» **Directions for this task**:
Please recast the records from the line with "Exercise. Spot the curved" to the line with "(189, 1208)", both included, as a Markdown table with the columns No. and Record, numbering each row and leaving out blank lines.

» **Record list**:
------------

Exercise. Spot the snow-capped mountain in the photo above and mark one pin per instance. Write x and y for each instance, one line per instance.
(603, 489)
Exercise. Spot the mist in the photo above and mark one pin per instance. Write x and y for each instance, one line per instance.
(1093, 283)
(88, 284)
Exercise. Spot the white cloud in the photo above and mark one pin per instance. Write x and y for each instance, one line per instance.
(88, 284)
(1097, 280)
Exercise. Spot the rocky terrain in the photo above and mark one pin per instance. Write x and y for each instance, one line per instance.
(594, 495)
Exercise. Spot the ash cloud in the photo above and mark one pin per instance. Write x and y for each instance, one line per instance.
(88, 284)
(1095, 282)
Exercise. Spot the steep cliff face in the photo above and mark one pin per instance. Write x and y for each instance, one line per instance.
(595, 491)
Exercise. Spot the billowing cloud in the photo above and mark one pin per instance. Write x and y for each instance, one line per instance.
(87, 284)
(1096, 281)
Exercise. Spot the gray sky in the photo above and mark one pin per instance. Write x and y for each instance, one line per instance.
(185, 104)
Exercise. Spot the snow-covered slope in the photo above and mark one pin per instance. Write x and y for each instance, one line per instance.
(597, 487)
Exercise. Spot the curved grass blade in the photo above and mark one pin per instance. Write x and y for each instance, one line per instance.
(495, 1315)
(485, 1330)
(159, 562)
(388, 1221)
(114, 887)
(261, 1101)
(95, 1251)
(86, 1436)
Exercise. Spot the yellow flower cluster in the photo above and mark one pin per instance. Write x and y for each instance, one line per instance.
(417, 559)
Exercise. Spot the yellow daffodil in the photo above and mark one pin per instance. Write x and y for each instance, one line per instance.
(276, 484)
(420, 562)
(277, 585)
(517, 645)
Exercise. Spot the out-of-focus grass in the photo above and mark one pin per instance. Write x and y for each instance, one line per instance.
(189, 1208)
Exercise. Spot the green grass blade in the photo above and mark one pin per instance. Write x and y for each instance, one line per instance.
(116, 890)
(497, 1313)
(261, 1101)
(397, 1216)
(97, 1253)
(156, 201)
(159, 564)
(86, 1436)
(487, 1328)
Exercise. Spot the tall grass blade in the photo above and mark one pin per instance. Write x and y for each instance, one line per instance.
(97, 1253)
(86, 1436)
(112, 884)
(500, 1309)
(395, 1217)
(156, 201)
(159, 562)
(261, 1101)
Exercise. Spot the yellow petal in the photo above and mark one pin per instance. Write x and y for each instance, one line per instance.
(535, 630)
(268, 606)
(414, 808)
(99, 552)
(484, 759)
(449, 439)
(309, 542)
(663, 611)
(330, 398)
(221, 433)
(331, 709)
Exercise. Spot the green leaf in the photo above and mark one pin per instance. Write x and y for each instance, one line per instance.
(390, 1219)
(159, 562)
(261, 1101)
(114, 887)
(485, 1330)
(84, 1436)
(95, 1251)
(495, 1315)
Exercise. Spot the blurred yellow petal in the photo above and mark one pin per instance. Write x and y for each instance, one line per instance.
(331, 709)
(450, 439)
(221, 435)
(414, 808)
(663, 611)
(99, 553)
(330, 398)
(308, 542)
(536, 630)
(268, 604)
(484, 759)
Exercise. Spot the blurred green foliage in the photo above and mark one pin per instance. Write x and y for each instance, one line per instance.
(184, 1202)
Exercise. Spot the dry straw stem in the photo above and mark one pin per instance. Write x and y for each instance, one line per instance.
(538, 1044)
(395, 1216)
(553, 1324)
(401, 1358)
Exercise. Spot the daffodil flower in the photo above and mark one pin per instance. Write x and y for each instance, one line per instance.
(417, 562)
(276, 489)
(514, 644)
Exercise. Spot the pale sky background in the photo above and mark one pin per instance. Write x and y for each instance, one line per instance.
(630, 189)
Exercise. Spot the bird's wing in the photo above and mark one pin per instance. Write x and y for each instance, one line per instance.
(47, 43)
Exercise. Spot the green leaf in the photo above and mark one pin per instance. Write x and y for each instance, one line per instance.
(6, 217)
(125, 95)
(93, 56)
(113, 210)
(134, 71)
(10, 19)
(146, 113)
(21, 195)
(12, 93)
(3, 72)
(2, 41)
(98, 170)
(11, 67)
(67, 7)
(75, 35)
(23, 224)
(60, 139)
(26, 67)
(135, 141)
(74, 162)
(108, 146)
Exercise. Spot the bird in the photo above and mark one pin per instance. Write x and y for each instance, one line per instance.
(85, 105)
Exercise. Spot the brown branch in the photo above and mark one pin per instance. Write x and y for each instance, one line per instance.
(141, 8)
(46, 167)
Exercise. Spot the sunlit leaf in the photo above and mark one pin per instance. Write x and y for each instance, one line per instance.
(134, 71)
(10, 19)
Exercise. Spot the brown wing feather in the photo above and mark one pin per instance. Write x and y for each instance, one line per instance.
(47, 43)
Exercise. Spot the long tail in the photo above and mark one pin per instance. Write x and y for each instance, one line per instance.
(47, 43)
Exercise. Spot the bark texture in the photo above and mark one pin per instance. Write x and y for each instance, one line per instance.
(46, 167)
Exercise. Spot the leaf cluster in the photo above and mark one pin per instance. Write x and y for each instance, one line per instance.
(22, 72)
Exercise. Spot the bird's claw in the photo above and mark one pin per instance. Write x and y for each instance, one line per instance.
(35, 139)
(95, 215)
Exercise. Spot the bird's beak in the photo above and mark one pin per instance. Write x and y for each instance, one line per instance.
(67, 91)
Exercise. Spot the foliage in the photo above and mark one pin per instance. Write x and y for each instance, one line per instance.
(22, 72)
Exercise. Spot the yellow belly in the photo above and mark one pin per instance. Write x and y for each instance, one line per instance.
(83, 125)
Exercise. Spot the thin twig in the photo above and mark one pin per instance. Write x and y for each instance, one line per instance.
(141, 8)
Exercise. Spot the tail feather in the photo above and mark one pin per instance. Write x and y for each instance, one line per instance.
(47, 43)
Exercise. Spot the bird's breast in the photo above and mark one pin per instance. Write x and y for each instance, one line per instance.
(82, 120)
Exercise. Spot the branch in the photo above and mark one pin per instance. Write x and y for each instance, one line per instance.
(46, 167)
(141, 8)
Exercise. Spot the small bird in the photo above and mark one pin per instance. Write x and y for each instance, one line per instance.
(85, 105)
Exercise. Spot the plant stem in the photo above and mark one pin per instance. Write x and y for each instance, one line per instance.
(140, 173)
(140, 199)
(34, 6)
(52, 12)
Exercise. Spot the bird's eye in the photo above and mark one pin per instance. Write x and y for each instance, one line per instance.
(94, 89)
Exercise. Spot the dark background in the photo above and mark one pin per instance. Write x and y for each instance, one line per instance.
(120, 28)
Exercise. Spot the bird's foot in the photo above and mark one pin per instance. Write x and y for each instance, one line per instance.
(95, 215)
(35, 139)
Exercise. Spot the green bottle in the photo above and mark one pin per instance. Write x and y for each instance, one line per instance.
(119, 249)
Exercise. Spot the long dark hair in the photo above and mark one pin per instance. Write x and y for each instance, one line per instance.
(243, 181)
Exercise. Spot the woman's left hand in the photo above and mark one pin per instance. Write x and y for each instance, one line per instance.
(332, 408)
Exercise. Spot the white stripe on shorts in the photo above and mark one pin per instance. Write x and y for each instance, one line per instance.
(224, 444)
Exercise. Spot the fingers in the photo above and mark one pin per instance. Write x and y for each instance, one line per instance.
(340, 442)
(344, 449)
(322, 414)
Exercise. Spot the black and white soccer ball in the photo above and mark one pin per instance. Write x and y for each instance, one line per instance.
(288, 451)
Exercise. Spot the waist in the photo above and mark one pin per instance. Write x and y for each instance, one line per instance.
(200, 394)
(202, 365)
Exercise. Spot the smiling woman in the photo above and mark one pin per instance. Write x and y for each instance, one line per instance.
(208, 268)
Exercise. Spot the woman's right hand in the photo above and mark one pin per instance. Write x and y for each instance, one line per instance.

------------

» **Written solution**:
| No. | Record |
|---|---|
| 1 | Exercise. Spot the curved grass blade in the photo above and mark one pin per instance. Write x and y for each instance, one line per instance. |
| 2 | (495, 1315) |
| 3 | (485, 1330) |
| 4 | (159, 562) |
| 5 | (388, 1221) |
| 6 | (114, 887) |
| 7 | (261, 1101) |
| 8 | (95, 1251) |
| 9 | (86, 1436) |
| 10 | Exercise. Spot the yellow flower cluster in the photo above and mark one pin per instance. Write x and y for each instance, one line per instance. |
| 11 | (417, 559) |
| 12 | Exercise. Spot the yellow daffodil in the photo above and mark one pin per instance. Write x and y for each instance, one line per instance. |
| 13 | (276, 484) |
| 14 | (420, 562) |
| 15 | (277, 585) |
| 16 | (517, 645) |
| 17 | Exercise. Spot the out-of-focus grass in the photo above and mark one pin per instance. Write x and y for each instance, one line per instance. |
| 18 | (189, 1208) |